[Referring expression data]

"""

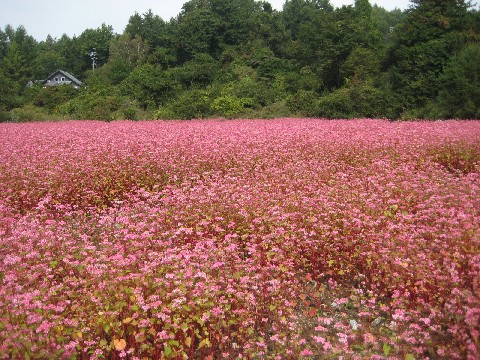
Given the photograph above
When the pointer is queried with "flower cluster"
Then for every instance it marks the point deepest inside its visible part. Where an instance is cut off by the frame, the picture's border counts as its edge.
(278, 239)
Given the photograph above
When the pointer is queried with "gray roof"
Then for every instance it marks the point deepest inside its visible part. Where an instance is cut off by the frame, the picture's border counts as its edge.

"""

**WHAT THE TASK ASKS:** Transcribe each record exactly as it stands, setting aside any pictures.

**REPLY TO THE TASK:**
Given the photograph above
When the pointer is queried with "flower cluster"
Then for every instance it marks the point deepest inside its visible part. Where an instance is cut off by the frame, the picture's border counts as its edge.
(278, 239)
Given the photograph above
When the pointer is queried with "gray roof"
Then for every instance it marks the point deepest inside its visible part. Where an instance is cut off by the frame, the picture's border counts as its edge.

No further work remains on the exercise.